I'd like every line in the following listing that holds "instance" copied.

════

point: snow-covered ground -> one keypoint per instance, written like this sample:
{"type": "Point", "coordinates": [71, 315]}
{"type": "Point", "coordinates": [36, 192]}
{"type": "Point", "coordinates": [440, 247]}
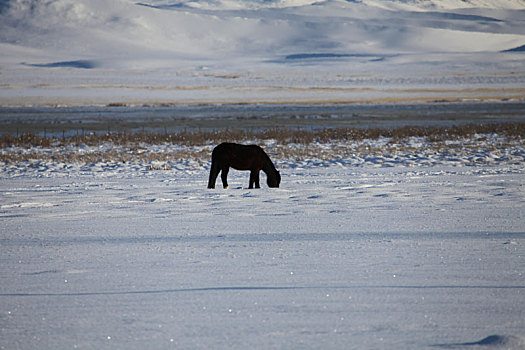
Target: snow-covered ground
{"type": "Point", "coordinates": [366, 244]}
{"type": "Point", "coordinates": [412, 249]}
{"type": "Point", "coordinates": [98, 52]}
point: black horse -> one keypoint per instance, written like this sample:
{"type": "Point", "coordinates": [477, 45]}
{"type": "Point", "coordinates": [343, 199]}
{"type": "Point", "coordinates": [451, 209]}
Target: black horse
{"type": "Point", "coordinates": [242, 157]}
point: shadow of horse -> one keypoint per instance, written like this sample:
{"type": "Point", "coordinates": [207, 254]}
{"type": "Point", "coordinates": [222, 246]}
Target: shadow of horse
{"type": "Point", "coordinates": [242, 157]}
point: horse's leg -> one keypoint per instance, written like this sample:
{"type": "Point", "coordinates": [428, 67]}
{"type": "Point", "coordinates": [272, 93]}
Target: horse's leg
{"type": "Point", "coordinates": [224, 176]}
{"type": "Point", "coordinates": [254, 179]}
{"type": "Point", "coordinates": [214, 172]}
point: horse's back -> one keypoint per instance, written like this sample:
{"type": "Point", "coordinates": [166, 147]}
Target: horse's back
{"type": "Point", "coordinates": [241, 157]}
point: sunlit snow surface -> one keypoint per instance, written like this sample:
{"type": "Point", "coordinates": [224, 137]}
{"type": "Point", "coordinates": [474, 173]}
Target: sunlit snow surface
{"type": "Point", "coordinates": [402, 250]}
{"type": "Point", "coordinates": [338, 257]}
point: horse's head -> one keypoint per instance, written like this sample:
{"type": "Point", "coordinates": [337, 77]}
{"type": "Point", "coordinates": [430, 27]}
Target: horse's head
{"type": "Point", "coordinates": [274, 180]}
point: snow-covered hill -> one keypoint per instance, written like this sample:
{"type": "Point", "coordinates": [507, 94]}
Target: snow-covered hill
{"type": "Point", "coordinates": [43, 41]}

════

* [Task answer]:
point: snow-covered ground -> one keypoint per instance, written like this sample:
point: black horse -> one keypoint per instance, written like this sample:
point: shadow of horse -> one keypoint per instance, written like this sample:
point: horse's leg -> one keypoint per instance, written like this sample:
point: horse's back -> one keypoint per instance, written like this sample:
point: sunlit snow surface -> one keypoint per instance, written like this sample:
point: horse's head -> one keypoint per instance, written like this sample:
point: snow-covered hill -> one keypoint per instance, written like this sample:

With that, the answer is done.